#### WHAT THE TASK REQUIRES
Reproduce the following passage on parental guilt and an autism diagnosis word for word, in full.

#### EXCERPTED TEXT
As parents we are socially conditioned to feel guilty for almost everything we do as a mother or father: we’re too strict, we’re not strict enough, we feed our children the wrong foods, we force them into too many extra-curricular activities. Honestly, the list is endless! We can do no right, and parenting instead becomes a self-condemning nightmare…if we let it. And this is even more troubling when facing an autism diagnosis for your child – because the impact is huge: on your child AND on yourself!
Nobody wants to admit it, nor talk about it, but receiving an autism diagnosis for your child can be one of the lowest, most devastating moments of your life.
Having all of your expectations crushed
It’s a moment of convergence, when all your hopes from the past, the anxieties of the present and the fear of the future come together in one enormous explosion, like a supernova star- a supernova is the single largest explosion that takes place in space at the end of a stars life cycle.

#### LISTED RECORDS
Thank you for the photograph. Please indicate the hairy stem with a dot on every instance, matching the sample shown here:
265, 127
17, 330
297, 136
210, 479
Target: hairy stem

#### ANSWER BELOW
As parents we are socially conditioned to feel guilty for almost everything we do as a mother or father: we’re too strict, we’re not strict enough, we feed our children the wrong foods, we force them into too many extra-curricular activities. Honestly, the list is endless! We can do no right, and parenting instead becomes a self-condemning nightmare…if we let it. And this is even more troubling when facing an autism diagnosis for your child – because the impact is huge: on your child AND on yourself!
Nobody wants to admit it, nor talk about it, but receiving an autism diagnosis for your child can be one of the lowest, most devastating moments of your life.
Having all of your expectations crushed
It’s a moment of convergence, when all your hopes from the past, the anxieties of the present and the fear of the future come together in one enormous explosion, like a supernova star- a supernova is the single largest explosion that takes place in space at the end of a stars life cycle.